[WORK TO DO]: Reproduce word for word the lines of the material below, beginning with the line that contains "Label every metal" and continuing through the end of the material.
-- Start RAW DATA --
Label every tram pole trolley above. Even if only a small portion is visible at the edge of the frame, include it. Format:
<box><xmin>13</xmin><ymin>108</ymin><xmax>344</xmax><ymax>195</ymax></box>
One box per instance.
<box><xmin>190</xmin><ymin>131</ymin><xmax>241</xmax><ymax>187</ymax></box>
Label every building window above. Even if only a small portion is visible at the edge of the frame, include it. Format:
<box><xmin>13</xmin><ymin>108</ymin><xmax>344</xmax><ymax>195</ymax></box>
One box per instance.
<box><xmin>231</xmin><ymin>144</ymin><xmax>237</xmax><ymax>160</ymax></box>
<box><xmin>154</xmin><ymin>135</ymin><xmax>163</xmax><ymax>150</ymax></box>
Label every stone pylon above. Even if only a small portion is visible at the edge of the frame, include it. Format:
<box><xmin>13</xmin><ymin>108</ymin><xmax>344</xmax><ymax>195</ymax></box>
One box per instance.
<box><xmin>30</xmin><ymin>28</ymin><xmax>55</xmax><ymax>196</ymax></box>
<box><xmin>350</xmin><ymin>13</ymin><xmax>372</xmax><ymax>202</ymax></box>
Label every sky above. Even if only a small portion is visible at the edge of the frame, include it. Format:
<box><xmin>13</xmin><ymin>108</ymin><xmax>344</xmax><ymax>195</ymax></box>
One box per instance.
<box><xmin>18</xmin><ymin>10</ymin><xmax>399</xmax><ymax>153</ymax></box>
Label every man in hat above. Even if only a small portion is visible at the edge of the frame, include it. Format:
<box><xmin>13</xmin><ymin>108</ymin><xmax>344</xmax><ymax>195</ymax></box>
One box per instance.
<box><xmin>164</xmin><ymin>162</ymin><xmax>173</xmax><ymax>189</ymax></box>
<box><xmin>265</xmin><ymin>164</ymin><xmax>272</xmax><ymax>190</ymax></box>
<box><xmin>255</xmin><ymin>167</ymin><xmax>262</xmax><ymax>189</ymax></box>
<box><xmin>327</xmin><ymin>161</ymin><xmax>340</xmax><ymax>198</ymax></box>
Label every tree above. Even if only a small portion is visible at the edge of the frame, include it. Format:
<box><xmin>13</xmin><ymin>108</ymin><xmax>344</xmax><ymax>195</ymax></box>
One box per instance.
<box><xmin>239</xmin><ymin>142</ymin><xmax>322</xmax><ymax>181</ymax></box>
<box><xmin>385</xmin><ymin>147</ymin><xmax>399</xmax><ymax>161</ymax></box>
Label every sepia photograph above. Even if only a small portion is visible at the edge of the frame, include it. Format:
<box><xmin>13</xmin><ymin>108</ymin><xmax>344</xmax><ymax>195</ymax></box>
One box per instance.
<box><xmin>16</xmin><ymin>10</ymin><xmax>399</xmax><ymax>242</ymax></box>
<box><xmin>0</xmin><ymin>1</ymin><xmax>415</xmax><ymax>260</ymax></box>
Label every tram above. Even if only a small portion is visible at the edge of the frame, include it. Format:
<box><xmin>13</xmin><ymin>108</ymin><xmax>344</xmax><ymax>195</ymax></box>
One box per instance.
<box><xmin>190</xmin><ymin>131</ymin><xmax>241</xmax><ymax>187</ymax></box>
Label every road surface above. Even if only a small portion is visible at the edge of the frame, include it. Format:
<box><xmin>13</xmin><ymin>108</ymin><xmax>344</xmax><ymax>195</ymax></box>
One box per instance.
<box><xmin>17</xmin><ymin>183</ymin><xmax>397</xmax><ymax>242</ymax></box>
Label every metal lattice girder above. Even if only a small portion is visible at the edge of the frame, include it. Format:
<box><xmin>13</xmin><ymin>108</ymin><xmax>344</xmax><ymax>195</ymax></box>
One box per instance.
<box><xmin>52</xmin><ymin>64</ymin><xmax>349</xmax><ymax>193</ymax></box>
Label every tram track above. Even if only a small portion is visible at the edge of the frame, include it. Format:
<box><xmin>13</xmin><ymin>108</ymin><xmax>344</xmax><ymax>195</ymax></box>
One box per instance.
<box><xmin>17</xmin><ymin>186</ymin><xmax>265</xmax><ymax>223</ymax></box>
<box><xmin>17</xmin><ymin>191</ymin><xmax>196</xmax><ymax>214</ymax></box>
-- End RAW DATA --
[TASK OUTPUT]:
Label every metal lattice girder above. Even if only a small portion is visible at the edge of the frame, include it. Format:
<box><xmin>13</xmin><ymin>108</ymin><xmax>344</xmax><ymax>195</ymax></box>
One box per instance.
<box><xmin>52</xmin><ymin>64</ymin><xmax>349</xmax><ymax>193</ymax></box>
Label every tram track above. Even if only a small portion is visible at the edge of the frame, include it. Format:
<box><xmin>13</xmin><ymin>108</ymin><xmax>344</xmax><ymax>195</ymax></box>
One box per instance.
<box><xmin>17</xmin><ymin>186</ymin><xmax>265</xmax><ymax>223</ymax></box>
<box><xmin>17</xmin><ymin>191</ymin><xmax>196</xmax><ymax>214</ymax></box>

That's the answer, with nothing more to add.